WHAT YOU NEED TO DO
Repeat the records below line for line without any changes, but leave the pictures out.

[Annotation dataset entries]
▶
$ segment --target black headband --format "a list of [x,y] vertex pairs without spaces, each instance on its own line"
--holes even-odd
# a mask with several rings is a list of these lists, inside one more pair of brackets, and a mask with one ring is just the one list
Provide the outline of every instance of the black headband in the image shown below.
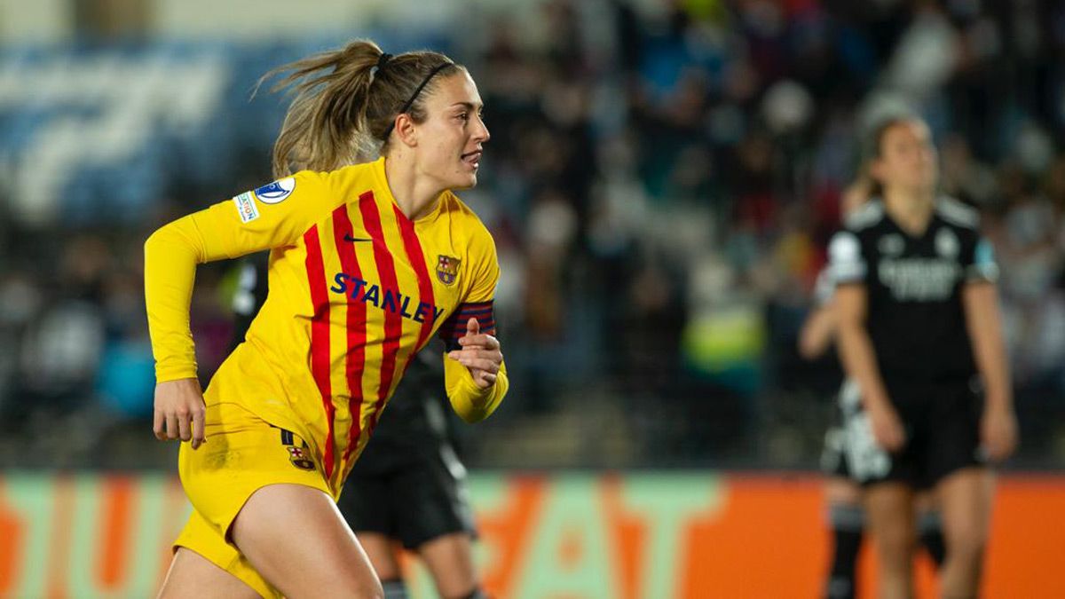
[[[422,80],[422,84],[419,85],[416,90],[414,90],[414,93],[410,95],[410,99],[407,100],[407,103],[405,103],[402,109],[399,109],[399,112],[396,113],[396,116],[399,116],[400,114],[403,114],[403,113],[407,112],[408,110],[410,110],[410,104],[414,103],[414,100],[417,99],[417,95],[422,93],[422,90],[425,88],[425,85],[429,82],[429,80],[431,80],[433,77],[436,77],[436,75],[438,72],[440,72],[441,70],[443,70],[445,67],[453,66],[454,64],[455,63],[453,63],[453,62],[442,63],[437,68],[435,68],[431,71],[429,71],[429,75],[427,75],[425,77],[425,79]],[[392,124],[389,125],[389,128],[384,130],[384,141],[386,142],[389,141],[389,135],[392,134],[392,129],[395,126],[396,126],[396,119],[395,119],[395,117],[393,117],[392,118]]]
[[381,52],[381,55],[377,58],[377,70],[384,68],[384,65],[389,64],[392,60],[392,54],[388,52]]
◀
OUTPUT BELOW
$ segment --target black headband --format "a list of [x,y] vertex pairs without spaces, each instance on its own line"
--holes even-odd
# a mask with several rings is a list of these lists, inside one more pair of brackets, and a mask with one ring is just the one list
Provide the outline of every instance of the black headband in the image shown below.
[[[422,80],[422,84],[419,85],[416,90],[414,90],[414,93],[410,95],[410,99],[407,100],[407,103],[405,103],[402,109],[399,109],[399,112],[396,113],[396,116],[399,116],[400,114],[403,114],[403,113],[407,112],[408,110],[410,110],[410,104],[414,103],[414,100],[417,99],[417,95],[422,93],[422,90],[425,88],[425,85],[429,82],[429,80],[431,80],[433,77],[436,77],[436,75],[438,72],[440,72],[441,70],[443,70],[445,67],[453,66],[454,64],[455,63],[453,63],[453,62],[442,63],[437,68],[435,68],[431,71],[429,71],[429,75],[427,75],[425,77],[425,79]],[[392,124],[389,125],[389,128],[384,130],[384,141],[386,142],[389,141],[389,135],[392,134],[392,129],[395,126],[396,126],[396,119],[395,119],[395,117],[393,117],[392,118]]]
[[381,52],[381,55],[377,58],[377,70],[384,68],[384,65],[389,64],[392,60],[392,54],[388,52]]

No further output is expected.